::: Information shown :::
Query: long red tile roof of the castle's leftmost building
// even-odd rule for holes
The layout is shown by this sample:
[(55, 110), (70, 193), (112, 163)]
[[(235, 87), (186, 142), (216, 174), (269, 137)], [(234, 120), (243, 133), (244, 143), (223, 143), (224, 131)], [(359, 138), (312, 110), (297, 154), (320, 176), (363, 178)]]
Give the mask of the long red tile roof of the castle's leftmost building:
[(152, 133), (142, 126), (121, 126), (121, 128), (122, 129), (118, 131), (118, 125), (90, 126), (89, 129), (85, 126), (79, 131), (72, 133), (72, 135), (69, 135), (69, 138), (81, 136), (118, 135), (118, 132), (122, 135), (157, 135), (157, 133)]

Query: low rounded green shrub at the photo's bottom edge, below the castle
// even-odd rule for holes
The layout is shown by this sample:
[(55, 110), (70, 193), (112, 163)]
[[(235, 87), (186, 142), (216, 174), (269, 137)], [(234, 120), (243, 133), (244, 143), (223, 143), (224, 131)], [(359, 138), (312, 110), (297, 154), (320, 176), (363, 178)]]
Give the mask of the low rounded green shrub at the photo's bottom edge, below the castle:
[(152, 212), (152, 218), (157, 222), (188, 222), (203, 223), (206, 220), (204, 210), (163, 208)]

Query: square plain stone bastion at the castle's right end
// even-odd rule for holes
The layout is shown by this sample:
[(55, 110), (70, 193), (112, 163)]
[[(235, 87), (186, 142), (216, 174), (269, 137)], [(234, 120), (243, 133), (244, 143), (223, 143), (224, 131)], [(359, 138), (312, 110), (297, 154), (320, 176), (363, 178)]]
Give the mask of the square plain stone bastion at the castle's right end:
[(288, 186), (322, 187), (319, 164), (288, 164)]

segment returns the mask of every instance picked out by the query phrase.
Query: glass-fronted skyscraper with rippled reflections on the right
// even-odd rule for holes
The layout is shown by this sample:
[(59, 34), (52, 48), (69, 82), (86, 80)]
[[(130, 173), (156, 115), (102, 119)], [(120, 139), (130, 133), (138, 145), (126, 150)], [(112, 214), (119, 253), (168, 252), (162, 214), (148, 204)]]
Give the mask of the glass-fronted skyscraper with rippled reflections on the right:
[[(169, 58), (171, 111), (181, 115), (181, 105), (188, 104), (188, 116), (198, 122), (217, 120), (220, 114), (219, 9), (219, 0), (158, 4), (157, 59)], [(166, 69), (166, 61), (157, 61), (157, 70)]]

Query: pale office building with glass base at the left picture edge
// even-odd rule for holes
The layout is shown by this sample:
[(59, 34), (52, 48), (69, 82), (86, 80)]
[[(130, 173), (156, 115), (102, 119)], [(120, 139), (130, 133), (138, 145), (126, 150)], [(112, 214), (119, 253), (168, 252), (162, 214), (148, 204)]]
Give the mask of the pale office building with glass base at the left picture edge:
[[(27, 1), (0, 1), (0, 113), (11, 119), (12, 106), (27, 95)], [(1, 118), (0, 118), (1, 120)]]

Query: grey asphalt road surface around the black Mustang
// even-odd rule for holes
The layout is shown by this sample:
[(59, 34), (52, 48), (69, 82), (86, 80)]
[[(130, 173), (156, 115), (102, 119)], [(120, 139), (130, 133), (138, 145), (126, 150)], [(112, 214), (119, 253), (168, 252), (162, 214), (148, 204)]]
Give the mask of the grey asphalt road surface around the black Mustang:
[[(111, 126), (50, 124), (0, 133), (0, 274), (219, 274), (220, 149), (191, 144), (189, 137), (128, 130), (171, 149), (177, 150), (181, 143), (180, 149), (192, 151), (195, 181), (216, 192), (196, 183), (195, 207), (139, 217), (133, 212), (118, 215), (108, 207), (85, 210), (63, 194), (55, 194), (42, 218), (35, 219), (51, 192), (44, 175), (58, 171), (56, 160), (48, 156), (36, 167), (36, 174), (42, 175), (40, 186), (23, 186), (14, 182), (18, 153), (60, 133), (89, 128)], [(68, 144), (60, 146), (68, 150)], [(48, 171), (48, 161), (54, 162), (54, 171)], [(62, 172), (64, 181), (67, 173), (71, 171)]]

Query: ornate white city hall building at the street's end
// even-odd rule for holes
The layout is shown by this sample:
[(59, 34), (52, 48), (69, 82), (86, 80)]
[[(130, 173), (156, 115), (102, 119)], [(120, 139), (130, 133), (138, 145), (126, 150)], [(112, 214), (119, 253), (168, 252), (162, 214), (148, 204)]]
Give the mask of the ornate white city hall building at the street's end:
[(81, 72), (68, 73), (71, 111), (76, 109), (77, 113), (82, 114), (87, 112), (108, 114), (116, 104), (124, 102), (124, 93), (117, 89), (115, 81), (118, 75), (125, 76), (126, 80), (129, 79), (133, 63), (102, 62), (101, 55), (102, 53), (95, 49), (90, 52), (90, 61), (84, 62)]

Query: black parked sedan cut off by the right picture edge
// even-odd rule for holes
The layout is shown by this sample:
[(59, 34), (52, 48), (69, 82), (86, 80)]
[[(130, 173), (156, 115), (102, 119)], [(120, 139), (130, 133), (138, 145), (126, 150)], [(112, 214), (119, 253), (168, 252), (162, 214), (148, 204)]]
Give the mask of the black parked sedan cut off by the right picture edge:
:::
Work instructions: Start to finish, copy the records above with no differences.

Answer to this task:
Query: long red tile roof of the castle's leftmost building
// even-odd rule for holes
The layout is shown by this sample:
[(55, 110), (70, 193), (112, 163)]
[[(235, 87), (186, 142), (216, 174), (269, 137)], [(234, 120), (243, 133), (244, 143), (223, 143), (224, 131)], [(359, 138), (312, 110), (297, 154), (320, 176), (363, 178)]]
Give the mask of the long red tile roof of the castle's leftmost building:
[(152, 133), (142, 126), (121, 126), (121, 128), (122, 129), (118, 131), (118, 125), (90, 126), (89, 129), (85, 126), (79, 131), (72, 133), (72, 135), (69, 135), (69, 138), (81, 136), (118, 135), (118, 132), (122, 135), (157, 135), (157, 133)]

Query: low rounded green shrub at the photo's bottom edge, below the castle
// even-odd rule for holes
The layout is shown by this sample:
[(55, 110), (70, 193), (112, 163)]
[[(235, 87), (186, 142), (216, 174), (269, 137)], [(234, 120), (243, 133), (244, 143), (223, 143), (224, 131)], [(359, 138), (312, 110), (297, 154), (320, 176), (363, 178)]]
Give the mask of the low rounded green shrub at the photo's bottom edge, below the castle:
[(152, 212), (152, 218), (157, 222), (188, 222), (203, 223), (206, 220), (204, 210), (163, 208)]

Query: square plain stone bastion at the castle's right end
// even-odd rule for holes
The layout is shown by this sample:
[(55, 110), (70, 193), (112, 163)]
[[(235, 87), (186, 142), (216, 174), (269, 137)], [(234, 120), (243, 133), (244, 143), (223, 143), (224, 131)], [(359, 138), (312, 110), (297, 154), (320, 176), (363, 178)]]
Give the mask of the square plain stone bastion at the castle's right end:
[(288, 186), (322, 187), (319, 164), (288, 164)]

segment returns the mask of every instance picked out by the query phrase.
Query: glass-fronted skyscraper with rippled reflections on the right
// even-odd rule for holes
The layout is shown by this sample:
[(59, 34), (52, 48), (69, 82), (86, 80)]
[[(130, 173), (156, 115), (102, 119)], [(120, 139), (130, 133), (138, 145), (126, 150)], [(112, 214), (119, 253), (168, 252), (162, 214), (148, 204)]]
Give the mask of the glass-fronted skyscraper with rippled reflections on the right:
[[(169, 58), (171, 111), (181, 115), (181, 105), (188, 104), (188, 116), (198, 122), (217, 120), (220, 114), (219, 9), (219, 0), (158, 4), (157, 59)], [(166, 69), (166, 61), (157, 61), (157, 70)]]

Query: pale office building with glass base at the left picture edge
// even-odd rule for holes
The layout is shown by this sample:
[(59, 34), (52, 48), (69, 82), (86, 80)]
[[(130, 173), (156, 115), (102, 119)], [(120, 139), (130, 133), (138, 145), (126, 150)], [(112, 214), (119, 253), (168, 252), (162, 214), (148, 204)]]
Give the mask of the pale office building with glass base at the left picture edge:
[[(27, 1), (0, 1), (0, 113), (11, 119), (12, 106), (27, 95)], [(1, 118), (0, 118), (1, 120)]]

Query: grey asphalt road surface around the black Mustang
// even-odd rule for holes
The layout is shown by this sample:
[(59, 34), (52, 48), (69, 82), (86, 80)]
[[(130, 173), (156, 115), (102, 119)], [(120, 139), (130, 133), (138, 145), (126, 150)], [(112, 214), (119, 253), (168, 252), (162, 214), (148, 204)]]
Give the mask of the grey asphalt road surface around the black Mustang:
[[(111, 126), (50, 124), (0, 133), (0, 274), (219, 274), (220, 149), (191, 144), (189, 137), (128, 130), (171, 149), (177, 150), (181, 143), (180, 149), (192, 151), (195, 181), (216, 192), (196, 183), (195, 207), (139, 217), (133, 212), (118, 215), (108, 207), (85, 210), (63, 194), (55, 194), (42, 218), (35, 219), (51, 192), (44, 175), (58, 171), (56, 160), (48, 156), (36, 167), (36, 174), (42, 175), (40, 186), (23, 186), (14, 182), (18, 153), (60, 133), (89, 128)], [(68, 144), (60, 146), (68, 150)], [(48, 171), (48, 161), (54, 162), (54, 171)], [(62, 172), (64, 181), (67, 173), (71, 171)]]

Query: ornate white city hall building at the street's end
// even-odd rule for holes
The layout is shown by this sample:
[(59, 34), (52, 48), (69, 82), (86, 80)]
[[(130, 173), (156, 115), (102, 119)], [(120, 139), (130, 133), (138, 145), (126, 150)], [(112, 214), (119, 253), (168, 252), (162, 214), (148, 204)]]
Give the mask of the ornate white city hall building at the street's end:
[(81, 72), (68, 73), (71, 111), (76, 109), (77, 113), (82, 114), (87, 112), (108, 114), (116, 104), (124, 102), (124, 93), (117, 89), (115, 81), (118, 75), (125, 76), (126, 80), (129, 79), (133, 63), (102, 62), (101, 55), (102, 53), (95, 49), (90, 52), (90, 61), (84, 62)]

Query: black parked sedan cut off by the right picture edge
// even-odd rule for holes
The layout is shown by this sample:
[(59, 34), (52, 48), (69, 82), (86, 80)]
[[(130, 173), (156, 115), (102, 119)], [(120, 139), (130, 133), (138, 145), (126, 150)], [(112, 214), (119, 253), (168, 252), (162, 214), (148, 204)]]
Give the mask of the black parked sedan cut off by the right picture edge:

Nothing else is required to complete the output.